Mauritanie, le régime impose un couvre feu numérique

Le lendemain de l’élection largement fraudée du candidat du pouvoir, le général Ghazouani, les autorités de Nouakchott ont coupé les réseaux sociaux pour empêcher la contestation de s’étendre.

La France s’est empressé de saluer, le mardi 25 juin, « le bon déroulement de l’élection présidentielle », intervenue « dans un climat pacifique », et « félicité » Mohamed Ould Ghazouani, le candidat du pouvoir élu dès le premier tour (1). Il est vrai que l’actuel ministre français des Affaires étrangères et ancien ministre de la Défense de François Hollande, Jean Yves Le Drian, n’a cessé depuis 2012 d’entretenir les meilleures relations avec le président sortant, Mohamed Oulld Abdel Aziz, salué comme le bon élève du G5 Sahel. Et cela malgré les petits arrangements connus de tous du président avec les groupes djihadistes. https://mondafrique.com/les-reseaux-troubles-du-pouvoir-mauritanien-au-nord-mali/

Sur place à Nouakchott, la situation est nettement moins brillante que ne le dit à Paris le Quai d’Orsay. Des centaines de manifestants ont manifesté dès le lendemain du vote. du 22 juin. Depuis, la mobilisation populaire n’a pas cessé. Dès dimanche, les autorités mauritaniennes ont coupé Internet pour tenter de limiter l’ampleur des manifestations. Leur hantise est qu’un scénario à l’algérienne commence à embraser le pays tout entier.

Les vieilles recettes

Depuis son élection de samedi, les seules réponses du candidat du pouvoir, le général Ghazouani, fort mal conseillé par son prédécesseur omniprésent, auront été une répression violente et un mutisme constant. Les rares images qui sortent de Mauritanie montrent des forces de l’ordre brutales et des manifestants à terre et inanimés.

Le lundi 24 juin, la pression est montée d’un cran encore. Le siège de campagne de Baba Hamidou Kane, un des candidats de l’opposition à l’élection présidentielle, est saccagé par la police et de nombreux militants interpellés. Dès le lendemain, les locaux des trois autres candidats de l’opposition sont également fermés, « sur ordre du gouvernement », a indiqué leur entourage à l’AFP.

Parallèlement l’ensemble des opposants candidats à la Présidentielle ont été convoqués et sermonnés au ministère de l’Intérieur. Sur le thème, « calmez vos troupes, sinon vous le paierez cher »

« La main étrangère »

Disons que le pouvoir mauritanien, pris au dépourvu par l’ampleur de la contestation, ne fait pas dans la dentelle; « Il y a une main étrangère qui est derrière ces événements », a affirmé le ministre de l’Intérieur, Ahmedou Ould Abdallah, pour expliquer l’arrestation d’une centaine d’étrangers maliens, sénégalais ou gambiens..Et d’évoquer un « plan de déstabilisation » du pays. « Nous avons arrêté des étrangers dont on ne peut expliquer la présence dans la contestation d’une élection dans un pays qui n’est pas le leur », a ajouté le ministre.

• **Jeu de données**

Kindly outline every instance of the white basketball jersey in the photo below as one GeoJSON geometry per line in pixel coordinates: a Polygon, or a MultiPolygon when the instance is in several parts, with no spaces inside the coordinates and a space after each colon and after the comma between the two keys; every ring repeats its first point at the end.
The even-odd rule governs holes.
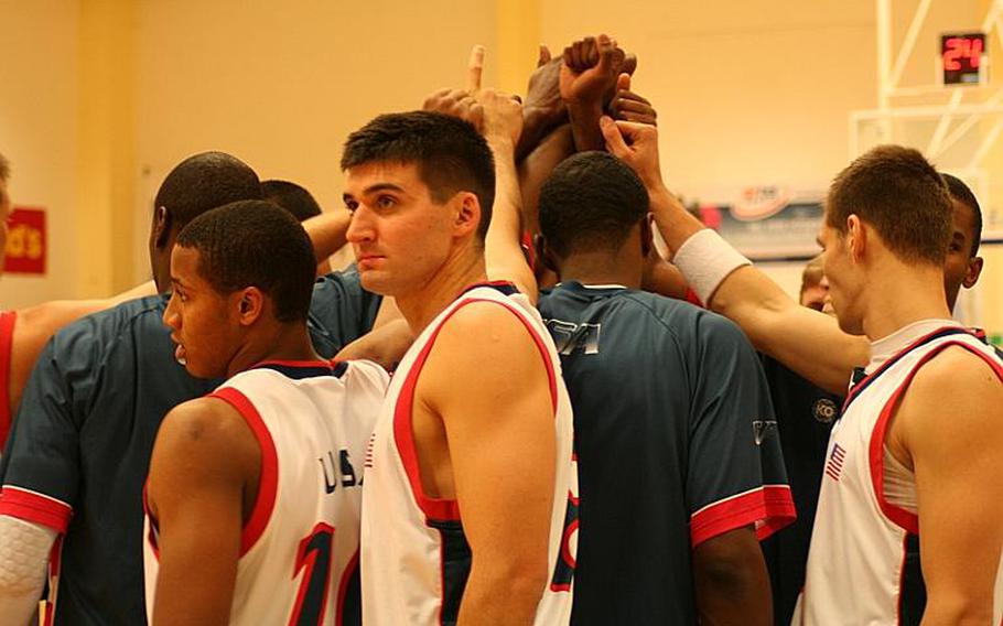
{"type": "MultiPolygon", "coordinates": [[[[238,374],[209,395],[236,408],[261,446],[230,624],[358,623],[364,457],[388,384],[368,361],[283,361],[238,374]]],[[[152,618],[159,562],[149,514],[144,535],[152,618]]]]}
{"type": "MultiPolygon", "coordinates": [[[[569,623],[578,543],[571,402],[557,350],[540,314],[510,285],[493,284],[471,288],[440,313],[405,355],[390,382],[366,458],[362,574],[367,626],[425,626],[456,620],[470,572],[471,549],[463,536],[457,503],[423,493],[411,434],[411,404],[422,366],[442,325],[461,306],[485,301],[504,306],[522,322],[539,347],[550,377],[558,460],[548,550],[552,578],[537,607],[535,624],[569,623]]],[[[476,338],[471,339],[471,349],[476,349],[476,338]]],[[[466,392],[459,376],[457,373],[456,391],[466,392]]]]}
{"type": "MultiPolygon", "coordinates": [[[[918,517],[884,497],[888,421],[916,371],[950,346],[980,356],[1003,381],[1003,363],[968,331],[948,326],[886,360],[853,387],[832,428],[805,590],[792,624],[918,623],[925,605],[919,574],[918,517]]],[[[1000,624],[997,574],[993,624],[1000,624]]]]}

• **Consigne 1**
Recopiez le passage de l'article sur la Mauritanie qui commence à « Mauritanie, le régime » et se termine à « contestation de s’étendre. ».
• **Consigne 2**
Transformez en tableau Markdown les lignes des enregistrements, du début des enregistrements jusqu'à la ligne contenant « The even-odd rule governs holes. » incluse, sans les lignes vides. Mettez le rang dans une colonne Numéro et la ligne dans une colonne Texte.

• **Réponse 1**
Mauritanie, le régime impose un couvre feu numérique

Le lendemain de l’élection largement fraudée du candidat du pouvoir, le général Ghazouani, les autorités de Nouakchott ont coupé les réseaux sociaux pour empêcher la contestation de s’étendre.

• **Réponse 2**
| Numéro | Texte |
|---|---|
| 1 | Kindly outline every instance of the white basketball jersey in the photo below as one GeoJSON geometry per line in pixel coordinates: a Polygon, or a MultiPolygon when the instance is in several parts, with no spaces inside the coordinates and a space after each colon and after the comma between the two keys; every ring repeats its first point at the end. |
| 2 | The even-odd rule governs holes. |